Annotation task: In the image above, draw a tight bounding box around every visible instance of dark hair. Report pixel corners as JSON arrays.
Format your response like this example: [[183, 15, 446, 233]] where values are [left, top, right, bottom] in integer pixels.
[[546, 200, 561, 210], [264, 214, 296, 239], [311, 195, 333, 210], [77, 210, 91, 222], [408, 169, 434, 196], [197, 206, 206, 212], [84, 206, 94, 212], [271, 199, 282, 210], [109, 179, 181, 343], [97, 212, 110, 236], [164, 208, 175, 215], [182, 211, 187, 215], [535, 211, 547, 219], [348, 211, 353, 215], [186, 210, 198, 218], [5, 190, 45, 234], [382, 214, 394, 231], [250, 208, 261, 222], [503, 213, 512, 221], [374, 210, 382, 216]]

+++++

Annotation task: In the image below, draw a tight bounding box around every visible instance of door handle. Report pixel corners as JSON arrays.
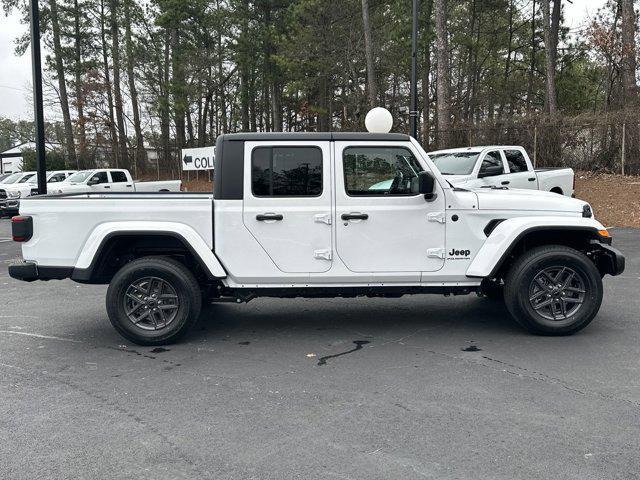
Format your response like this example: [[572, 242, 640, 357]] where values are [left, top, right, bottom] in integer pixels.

+++++

Report each line of the data that includes the string "visible".

Annotation task: In the image above, draw a tight bounding box around every visible instance of dark hair. Report pixel corners as JSON arrays.
Annotation task: In the image below, draw a tight bounding box around every visible instance of door handle. Report pixel corners as JSON arrays.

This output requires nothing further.